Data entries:
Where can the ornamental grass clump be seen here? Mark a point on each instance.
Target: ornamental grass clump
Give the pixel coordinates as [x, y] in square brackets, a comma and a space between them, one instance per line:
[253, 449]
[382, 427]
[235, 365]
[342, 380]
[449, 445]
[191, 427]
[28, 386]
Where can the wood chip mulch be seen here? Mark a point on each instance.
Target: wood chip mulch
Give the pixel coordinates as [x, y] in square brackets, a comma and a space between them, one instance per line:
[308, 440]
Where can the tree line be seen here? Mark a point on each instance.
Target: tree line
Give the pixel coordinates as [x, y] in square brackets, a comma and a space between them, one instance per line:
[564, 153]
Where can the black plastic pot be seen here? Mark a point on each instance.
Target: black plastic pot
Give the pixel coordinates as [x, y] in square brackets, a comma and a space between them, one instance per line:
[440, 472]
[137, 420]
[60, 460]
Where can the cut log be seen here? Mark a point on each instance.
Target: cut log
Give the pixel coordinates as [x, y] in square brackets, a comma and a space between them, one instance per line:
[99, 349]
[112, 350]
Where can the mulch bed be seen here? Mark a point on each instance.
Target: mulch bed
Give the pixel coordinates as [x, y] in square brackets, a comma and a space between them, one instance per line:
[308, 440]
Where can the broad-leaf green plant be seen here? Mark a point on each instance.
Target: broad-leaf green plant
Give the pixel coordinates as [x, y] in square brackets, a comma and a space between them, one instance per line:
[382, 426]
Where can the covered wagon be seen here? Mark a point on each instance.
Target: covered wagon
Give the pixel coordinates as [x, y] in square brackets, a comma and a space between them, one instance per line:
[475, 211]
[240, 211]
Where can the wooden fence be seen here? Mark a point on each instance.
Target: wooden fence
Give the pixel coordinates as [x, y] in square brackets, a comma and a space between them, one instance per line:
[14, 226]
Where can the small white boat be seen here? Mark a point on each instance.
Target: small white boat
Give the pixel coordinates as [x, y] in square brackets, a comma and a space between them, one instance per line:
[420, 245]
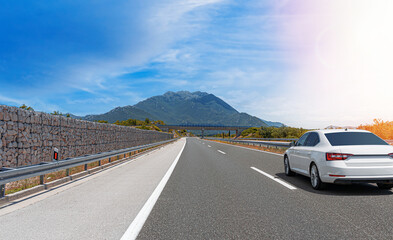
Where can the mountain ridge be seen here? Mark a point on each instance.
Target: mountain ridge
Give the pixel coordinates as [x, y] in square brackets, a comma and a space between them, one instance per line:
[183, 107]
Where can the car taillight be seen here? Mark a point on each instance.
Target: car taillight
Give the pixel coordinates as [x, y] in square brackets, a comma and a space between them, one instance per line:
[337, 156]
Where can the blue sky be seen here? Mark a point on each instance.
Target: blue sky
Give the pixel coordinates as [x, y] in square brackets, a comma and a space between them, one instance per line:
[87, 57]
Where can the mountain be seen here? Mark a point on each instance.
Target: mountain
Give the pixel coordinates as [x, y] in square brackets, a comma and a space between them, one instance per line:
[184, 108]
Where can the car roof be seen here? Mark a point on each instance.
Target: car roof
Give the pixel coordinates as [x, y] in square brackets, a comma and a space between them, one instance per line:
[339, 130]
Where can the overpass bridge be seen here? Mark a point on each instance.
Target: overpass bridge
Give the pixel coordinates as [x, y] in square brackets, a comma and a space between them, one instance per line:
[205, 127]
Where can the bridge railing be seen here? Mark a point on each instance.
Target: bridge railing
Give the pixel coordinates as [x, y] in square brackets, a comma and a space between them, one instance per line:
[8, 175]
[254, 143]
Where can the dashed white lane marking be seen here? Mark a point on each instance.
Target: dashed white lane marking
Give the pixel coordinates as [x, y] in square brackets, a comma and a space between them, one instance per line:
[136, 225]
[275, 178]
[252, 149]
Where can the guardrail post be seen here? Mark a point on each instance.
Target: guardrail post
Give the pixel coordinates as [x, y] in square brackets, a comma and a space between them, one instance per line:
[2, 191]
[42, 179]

---

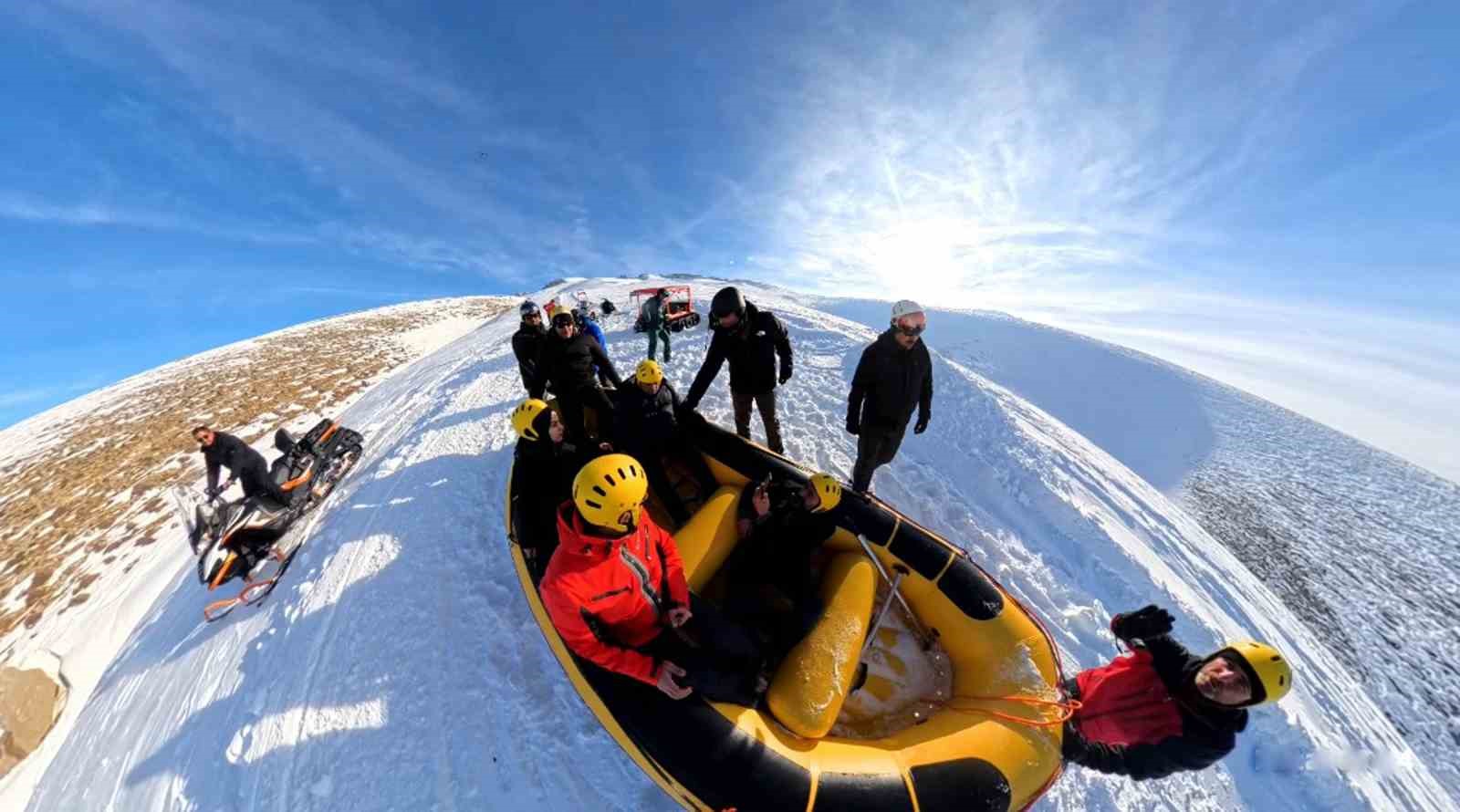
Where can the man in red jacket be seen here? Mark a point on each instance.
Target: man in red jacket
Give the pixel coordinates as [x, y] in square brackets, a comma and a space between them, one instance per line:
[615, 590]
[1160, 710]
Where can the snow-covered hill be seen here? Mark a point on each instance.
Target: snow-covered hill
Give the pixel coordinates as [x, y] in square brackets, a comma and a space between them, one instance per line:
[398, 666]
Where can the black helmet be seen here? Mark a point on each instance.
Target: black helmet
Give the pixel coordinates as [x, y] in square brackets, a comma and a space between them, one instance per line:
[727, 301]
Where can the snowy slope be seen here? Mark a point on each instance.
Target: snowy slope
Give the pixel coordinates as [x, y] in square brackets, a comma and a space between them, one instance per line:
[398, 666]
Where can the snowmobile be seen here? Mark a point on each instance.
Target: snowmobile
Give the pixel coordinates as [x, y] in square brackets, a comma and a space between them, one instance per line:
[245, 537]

TASK OBJECTIVE:
Of the lines in the data, report each one containing the string "plastic".

RESULT FOR THIS EXERCISE:
Where can the black plastic pot be seen here? Mark a point on each instance.
Target: black plastic pot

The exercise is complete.